== DATA RECORDS

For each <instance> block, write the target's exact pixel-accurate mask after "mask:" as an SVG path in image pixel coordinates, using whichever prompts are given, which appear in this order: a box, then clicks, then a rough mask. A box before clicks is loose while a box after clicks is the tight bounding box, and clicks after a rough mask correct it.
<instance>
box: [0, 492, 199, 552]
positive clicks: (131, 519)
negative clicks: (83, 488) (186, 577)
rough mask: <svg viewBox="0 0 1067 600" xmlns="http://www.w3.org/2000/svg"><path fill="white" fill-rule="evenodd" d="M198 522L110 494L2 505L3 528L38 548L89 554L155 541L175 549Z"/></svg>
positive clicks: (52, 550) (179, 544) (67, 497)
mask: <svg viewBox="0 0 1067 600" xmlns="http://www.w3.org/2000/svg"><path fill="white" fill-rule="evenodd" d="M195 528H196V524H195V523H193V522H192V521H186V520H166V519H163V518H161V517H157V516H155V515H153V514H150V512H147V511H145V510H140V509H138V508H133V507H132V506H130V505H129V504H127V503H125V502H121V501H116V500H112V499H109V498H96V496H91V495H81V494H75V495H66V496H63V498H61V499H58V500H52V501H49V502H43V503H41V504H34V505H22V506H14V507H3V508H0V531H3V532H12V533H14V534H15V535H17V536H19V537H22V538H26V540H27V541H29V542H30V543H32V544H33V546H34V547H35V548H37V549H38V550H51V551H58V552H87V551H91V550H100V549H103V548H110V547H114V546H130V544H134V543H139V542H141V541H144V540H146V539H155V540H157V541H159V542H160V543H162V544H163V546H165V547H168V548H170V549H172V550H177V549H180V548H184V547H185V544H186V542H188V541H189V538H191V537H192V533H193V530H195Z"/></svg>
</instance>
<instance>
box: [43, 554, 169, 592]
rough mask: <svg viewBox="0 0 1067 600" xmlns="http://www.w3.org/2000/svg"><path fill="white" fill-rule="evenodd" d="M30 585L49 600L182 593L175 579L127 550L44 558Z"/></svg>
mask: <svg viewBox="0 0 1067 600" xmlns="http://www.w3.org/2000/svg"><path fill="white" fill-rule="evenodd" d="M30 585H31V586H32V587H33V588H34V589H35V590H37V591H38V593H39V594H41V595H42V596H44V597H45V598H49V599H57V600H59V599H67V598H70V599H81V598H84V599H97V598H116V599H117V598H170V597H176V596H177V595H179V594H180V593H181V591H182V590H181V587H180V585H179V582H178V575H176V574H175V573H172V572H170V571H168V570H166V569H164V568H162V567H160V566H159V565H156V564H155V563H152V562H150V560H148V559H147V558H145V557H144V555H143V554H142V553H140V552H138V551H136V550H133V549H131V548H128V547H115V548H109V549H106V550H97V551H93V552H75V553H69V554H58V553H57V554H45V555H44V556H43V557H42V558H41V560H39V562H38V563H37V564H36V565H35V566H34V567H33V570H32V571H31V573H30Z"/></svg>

====

### DIRECTIONS:
A word-for-word restatement of the data above is required.

### RESULT FOR THIS TASK:
For each <instance> block, write the target's exact pixel-accurate mask after "mask:" as an SVG path in image pixel coordinates, using whichever prompts are given, which appear in this order: a box, then clicks, then a rough mask. A box before clicks is loose while a box after clicks is the tight bounding box, and clicks after a rough mask correct it.
<instance>
box: [0, 492, 199, 552]
positive clicks: (131, 519)
negative clicks: (83, 488) (186, 577)
rough mask: <svg viewBox="0 0 1067 600" xmlns="http://www.w3.org/2000/svg"><path fill="white" fill-rule="evenodd" d="M198 522L110 494L2 505L3 528L38 548L89 554L155 541L175 549Z"/></svg>
positive clicks: (52, 550) (179, 544) (67, 497)
mask: <svg viewBox="0 0 1067 600" xmlns="http://www.w3.org/2000/svg"><path fill="white" fill-rule="evenodd" d="M195 528H196V524H195V523H193V522H192V521H186V520H166V519H163V518H161V517H157V516H155V515H153V514H150V512H147V511H145V510H140V509H138V508H133V507H132V506H130V505H129V504H127V503H125V502H121V501H116V500H112V499H109V498H96V496H91V495H81V494H75V495H66V496H63V498H61V499H58V500H52V501H49V502H43V503H41V504H34V505H22V506H14V507H3V508H0V531H3V532H12V533H14V534H15V535H17V536H19V537H22V538H26V540H27V541H29V542H30V543H32V544H33V546H34V547H35V548H37V549H38V550H51V551H58V552H87V551H91V550H100V549H103V548H110V547H114V546H130V544H134V543H139V542H141V541H144V540H146V539H155V540H157V541H159V542H160V543H162V544H163V546H165V547H168V548H170V549H172V550H177V549H180V548H184V547H185V544H186V542H188V541H189V538H191V537H192V533H193V530H195Z"/></svg>
</instance>
<instance>
box: [43, 554, 169, 592]
rough mask: <svg viewBox="0 0 1067 600" xmlns="http://www.w3.org/2000/svg"><path fill="white" fill-rule="evenodd" d="M30 585L49 600L182 593L175 579L127 550L44 558Z"/></svg>
mask: <svg viewBox="0 0 1067 600" xmlns="http://www.w3.org/2000/svg"><path fill="white" fill-rule="evenodd" d="M30 585H31V586H32V587H33V588H34V589H35V590H37V591H38V593H39V594H41V595H42V596H44V597H45V598H49V599H57V600H59V599H67V598H70V599H81V598H84V599H97V598H116V599H117V598H170V597H176V596H177V595H179V594H180V593H181V591H182V590H181V587H180V585H179V582H178V575H176V574H175V573H172V572H170V571H168V570H166V569H164V568H162V567H160V566H159V565H156V564H155V563H152V562H150V560H148V559H147V558H145V557H144V555H143V554H142V553H140V552H138V551H136V550H133V549H131V548H128V547H115V548H109V549H106V550H97V551H93V552H75V553H69V554H58V553H57V554H45V555H44V556H43V557H42V558H41V560H39V562H38V563H37V564H36V565H35V566H34V567H33V570H32V571H31V573H30Z"/></svg>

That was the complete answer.